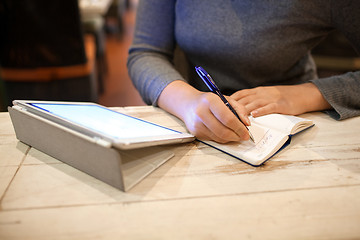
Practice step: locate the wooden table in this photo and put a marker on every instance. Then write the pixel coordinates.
(309, 191)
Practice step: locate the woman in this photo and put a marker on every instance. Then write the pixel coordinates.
(257, 51)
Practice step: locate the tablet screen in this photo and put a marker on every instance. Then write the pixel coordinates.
(105, 121)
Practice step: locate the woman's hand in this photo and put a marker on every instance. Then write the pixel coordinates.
(292, 99)
(204, 114)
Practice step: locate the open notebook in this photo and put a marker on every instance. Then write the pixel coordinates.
(271, 133)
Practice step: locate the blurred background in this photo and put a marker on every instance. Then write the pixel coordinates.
(76, 50)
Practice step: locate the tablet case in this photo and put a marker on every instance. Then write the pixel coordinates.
(119, 168)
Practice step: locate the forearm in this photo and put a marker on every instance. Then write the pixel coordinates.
(342, 93)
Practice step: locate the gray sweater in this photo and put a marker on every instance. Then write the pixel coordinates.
(243, 44)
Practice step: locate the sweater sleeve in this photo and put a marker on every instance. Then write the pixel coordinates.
(343, 91)
(150, 55)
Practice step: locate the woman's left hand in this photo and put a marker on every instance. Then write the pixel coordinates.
(291, 99)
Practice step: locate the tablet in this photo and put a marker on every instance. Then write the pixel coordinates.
(103, 125)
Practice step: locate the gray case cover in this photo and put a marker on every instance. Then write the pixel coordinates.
(118, 168)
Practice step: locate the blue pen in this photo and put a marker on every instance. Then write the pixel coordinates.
(213, 88)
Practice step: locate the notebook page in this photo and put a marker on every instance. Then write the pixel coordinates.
(253, 153)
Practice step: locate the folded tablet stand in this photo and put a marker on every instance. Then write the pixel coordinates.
(119, 168)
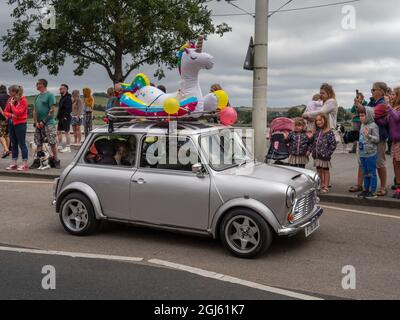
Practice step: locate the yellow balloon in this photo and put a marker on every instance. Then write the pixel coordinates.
(171, 106)
(223, 99)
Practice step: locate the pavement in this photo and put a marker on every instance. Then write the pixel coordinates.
(102, 279)
(344, 175)
(365, 238)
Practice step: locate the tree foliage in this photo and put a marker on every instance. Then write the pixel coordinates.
(119, 35)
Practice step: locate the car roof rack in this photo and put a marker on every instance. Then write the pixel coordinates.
(119, 117)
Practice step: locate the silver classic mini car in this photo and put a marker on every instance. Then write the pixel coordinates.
(196, 178)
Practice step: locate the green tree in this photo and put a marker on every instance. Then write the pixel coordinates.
(119, 35)
(294, 112)
(341, 117)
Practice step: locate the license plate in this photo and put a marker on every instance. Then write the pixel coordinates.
(312, 228)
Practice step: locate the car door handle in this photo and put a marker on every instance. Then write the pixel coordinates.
(139, 181)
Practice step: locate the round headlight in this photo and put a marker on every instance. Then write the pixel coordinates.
(290, 197)
(317, 182)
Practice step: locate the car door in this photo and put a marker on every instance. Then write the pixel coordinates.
(110, 181)
(169, 193)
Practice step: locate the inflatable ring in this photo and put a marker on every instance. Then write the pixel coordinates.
(137, 107)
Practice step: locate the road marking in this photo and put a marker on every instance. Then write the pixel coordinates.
(225, 278)
(72, 254)
(363, 212)
(26, 181)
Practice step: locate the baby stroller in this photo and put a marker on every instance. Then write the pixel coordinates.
(279, 149)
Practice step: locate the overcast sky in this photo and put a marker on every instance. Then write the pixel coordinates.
(306, 48)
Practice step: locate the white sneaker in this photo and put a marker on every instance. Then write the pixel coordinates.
(66, 150)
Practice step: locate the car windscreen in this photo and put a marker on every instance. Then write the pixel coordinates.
(225, 149)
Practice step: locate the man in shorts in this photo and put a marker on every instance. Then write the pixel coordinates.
(64, 119)
(45, 123)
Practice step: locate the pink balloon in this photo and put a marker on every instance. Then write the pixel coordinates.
(228, 116)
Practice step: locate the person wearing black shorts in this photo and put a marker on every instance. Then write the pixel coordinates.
(64, 119)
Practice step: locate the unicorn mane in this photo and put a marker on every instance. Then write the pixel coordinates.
(188, 45)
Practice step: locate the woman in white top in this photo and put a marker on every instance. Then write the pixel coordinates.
(329, 108)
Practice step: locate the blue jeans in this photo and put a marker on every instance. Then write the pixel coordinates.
(18, 139)
(368, 166)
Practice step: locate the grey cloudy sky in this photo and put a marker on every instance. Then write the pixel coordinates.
(306, 48)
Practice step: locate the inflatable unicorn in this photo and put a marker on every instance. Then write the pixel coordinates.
(141, 99)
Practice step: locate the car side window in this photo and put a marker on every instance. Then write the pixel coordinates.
(168, 153)
(112, 150)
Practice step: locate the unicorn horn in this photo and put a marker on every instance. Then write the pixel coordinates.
(200, 41)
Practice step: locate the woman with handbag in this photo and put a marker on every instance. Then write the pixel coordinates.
(17, 111)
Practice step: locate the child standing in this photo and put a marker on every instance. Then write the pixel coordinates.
(393, 121)
(368, 151)
(299, 145)
(314, 105)
(88, 110)
(324, 145)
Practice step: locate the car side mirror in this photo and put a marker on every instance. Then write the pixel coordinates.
(198, 169)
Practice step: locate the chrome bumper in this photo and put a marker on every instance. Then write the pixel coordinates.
(292, 230)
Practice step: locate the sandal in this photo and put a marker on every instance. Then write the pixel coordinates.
(12, 167)
(356, 189)
(6, 154)
(23, 167)
(382, 192)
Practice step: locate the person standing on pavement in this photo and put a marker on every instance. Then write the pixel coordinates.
(17, 111)
(329, 107)
(324, 145)
(359, 103)
(359, 99)
(300, 144)
(368, 150)
(88, 110)
(76, 121)
(64, 119)
(393, 121)
(45, 123)
(4, 137)
(379, 91)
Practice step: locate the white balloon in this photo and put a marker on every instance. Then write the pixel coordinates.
(210, 102)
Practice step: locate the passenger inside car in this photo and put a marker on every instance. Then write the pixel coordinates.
(114, 152)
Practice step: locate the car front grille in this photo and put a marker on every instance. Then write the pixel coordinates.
(305, 205)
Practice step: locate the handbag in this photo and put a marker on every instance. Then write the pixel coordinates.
(351, 136)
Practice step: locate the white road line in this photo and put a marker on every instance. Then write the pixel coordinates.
(72, 254)
(225, 278)
(362, 212)
(26, 181)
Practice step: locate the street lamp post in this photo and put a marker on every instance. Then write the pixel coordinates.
(260, 79)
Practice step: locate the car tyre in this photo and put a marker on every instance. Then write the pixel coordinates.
(77, 215)
(245, 234)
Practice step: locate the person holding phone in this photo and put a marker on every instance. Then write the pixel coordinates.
(4, 137)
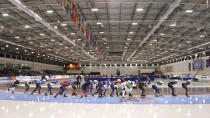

· · · · · · ·

Problem to work on
Your copy of the entries must be exact and must not include any of their pictures.

Answer section
Practice step: locate the wooden table in this photo and put a marker on every instance. Then write the pixel coordinates.
(309, 191)
Practice step: locate the woman in this photo and put a marker on every instance. Then write the pixel coordinates.
(257, 51)
Practice step: locate the tablet screen in this photo and put a marker on every instance. Then write the pixel coordinates.
(105, 121)
Practice step: locate the woman's hand in this photo and put a marker on every instance. Then write the pixel coordinates.
(292, 99)
(204, 114)
Practice step: locate the open notebook in this photo and put a marker on every instance. Then write the pixel coordinates.
(271, 133)
Practice step: locate the blurred background in this photo and put a marker on every instance. Then write the pixel coordinates.
(76, 50)
Practice step: locate the tablet case in this photo and put a marker on every instance. Then write the pixel coordinates.
(119, 168)
Practice step: locate the forearm in this photo and put a marker on every instance. Then write the pixel coordinates.
(342, 93)
Practice step: locate the gray sweater in this photo and put a marker on every instance. Then write the pixel coordinates.
(243, 44)
Practice step: locate the sweater sleeve in this photo and put a marker on every instance. Then write the pixel coordinates.
(343, 91)
(150, 55)
Practice step: locate the woman's left hand in this photo and put a marker on every instance. Then write the pixel coordinates.
(291, 99)
Practice step: locate the tablet in this photo and put a marker on every instance. Then write the pixel coordinates.
(103, 125)
Practice step: locate the gray case cover in this photo and put a marker on every instance. Then write the pixel coordinates.
(118, 168)
Practice step: locate the blue pen in this photo and put a marker on every instance. Then write the pixel coordinates.
(213, 88)
Practice step: locate the notebook page in this photo and put a marker on every instance. Then write the pixel coordinates.
(253, 153)
Practice step: locate the folded tablet stand in this photo and put a marker on every instance. Then write the pixel coordinates.
(119, 168)
Practice step: locate the yellow balloon in this photo and put a marker on every instance. Then write the pixel coordinates.
(171, 106)
(223, 99)
Practice step: locate the pavement in this photo and put a marker on every instance. Then write the pixel coordinates.
(102, 279)
(344, 175)
(365, 238)
Practice step: locate the tree foliage in this photo and put a marker on every instance. Then write the pixel coordinates.
(119, 35)
Practice step: locate the car roof rack in this photo and put a marker on every instance. Then write the pixel coordinates.
(119, 117)
Practice step: locate the silver classic mini car in this photo and put a marker on every instance. Then write the pixel coordinates.
(196, 178)
Practice step: locate the green tree in this photo and put a marker on every instance. Then write the pixel coordinates.
(119, 35)
(294, 112)
(341, 117)
Practice step: locate the license plate in this photo and put a marker on every instance. Then write the pixel coordinates.
(312, 228)
Practice step: locate the car door handle in this photo and put a marker on every instance. Then write the pixel coordinates.
(139, 181)
Practice step: locate the round headlight in this photo and put a marker on every instance. Then write the pixel coordinates.
(290, 197)
(317, 182)
Practice step: locate the car door in this photo and put a marker on every instance. Then write the pixel coordinates.
(110, 181)
(169, 193)
Practice step: locate the inflatable ring in this photo and put a marker on every instance. Then write the pixel coordinates.
(137, 107)
Practice step: locate the road marking in this photo and put a marker on every instance. Then write the pixel coordinates.
(225, 278)
(72, 254)
(363, 212)
(26, 181)
Practice step: locate the baby stroller in this photo and put a marker on every instance. Then write the pixel coordinates.
(279, 149)
Practice step: locate the overcast sky in this photo and put a marker on every instance. Then write the pixel coordinates.
(306, 48)
Practice step: locate the white sneaker in this photo and put a marker on every instance. Then write the pixel coordinates.
(66, 150)
Practice step: locate the car windscreen in this photo and put a marker on every instance. Then write the pixel coordinates.
(225, 149)
Practice step: locate the man in shorts in this photo and put a marker on every instance. Then write the pixel coordinates.
(64, 119)
(45, 123)
Practice step: locate the pink balloon in this photo and put a marker on every instance. Then write the pixel coordinates.
(228, 116)
Practice step: locate the person wearing black shorts in this photo and put a marker on every instance. Then write the pixel coordinates.
(64, 119)
Practice step: locate the unicorn mane in this photo and put a marker on every instance. Then write the pixel coordinates.
(188, 45)
Practice step: locate the woman in white top in this photo and put a marker on every instance. Then write the pixel coordinates.
(329, 108)
Practice step: locate the blue jeans in this photo and put a marker on every instance. Then write the pixel coordinates.
(18, 139)
(368, 166)
Practice step: locate the grey cloudy sky in this photo and put a marker on every instance. Then write the pixel coordinates.
(306, 48)
Practice step: locate the inflatable unicorn in this photo and put a marker on every instance. Then write the pixel coordinates.
(141, 99)
Practice step: locate the car side window in this photo and put a marker on every instance. Then write the pixel coordinates.
(168, 153)
(112, 150)
Practice step: locate the unicorn horn in this photo and put a marker on every instance. Then write the pixel coordinates.
(200, 41)
Practice step: locate the woman with handbag in this photo and put a marker on every instance. Then write the pixel coordinates.
(17, 111)
Practice step: locate the child standing in this photo and put a marker on every instance. Then write the pixel coordinates.
(393, 121)
(368, 151)
(299, 145)
(314, 105)
(88, 110)
(324, 145)
Practice step: locate the car side mirror in this photo and put a marker on every instance. Then write the pixel coordinates.
(198, 169)
Practice step: locate the chrome bumper in this photo and put a marker on every instance. Then write the pixel coordinates.
(292, 230)
Practice step: locate the sandal in this photo and put a marker on every instance. Then write the pixel coordinates.
(12, 167)
(356, 189)
(6, 154)
(23, 167)
(382, 192)
Practice step: locate the person standing on pavement in this photo and put a marker on every instance. Then write the pixel coordinates.
(17, 111)
(329, 107)
(324, 145)
(359, 103)
(359, 99)
(300, 144)
(368, 150)
(88, 110)
(76, 121)
(64, 119)
(393, 121)
(45, 123)
(4, 137)
(379, 91)
Practice step: locate the white balloon in this photo and put a marker on every instance. Then write the pixel coordinates.
(210, 102)
Practice step: locate the passenger inside car in this photo and put a marker on every instance. Then write the pixel coordinates.
(114, 152)
Practice step: locate the car front grille in this photo and put a marker on every instance. Then write the pixel coordinates.
(305, 205)
Practice step: locate the handbag in this photo and put a marker on every instance. Then write the pixel coordinates.
(351, 136)
Practice step: locate the white road line in this photo and put a marker on every instance. Then write the pixel coordinates.
(72, 254)
(225, 278)
(362, 212)
(26, 181)
Practice step: locate the street lamp post in this photo and put a marker on every instance. Then write the pixel coordinates.
(260, 79)
Practice step: locate the car tyre in this photo and put a marker on every instance. Then write the pixel coordinates.
(77, 215)
(245, 234)
Practice step: locate the person holding phone in this photo and put a marker on every instance. Then write the pixel coordinates.
(4, 137)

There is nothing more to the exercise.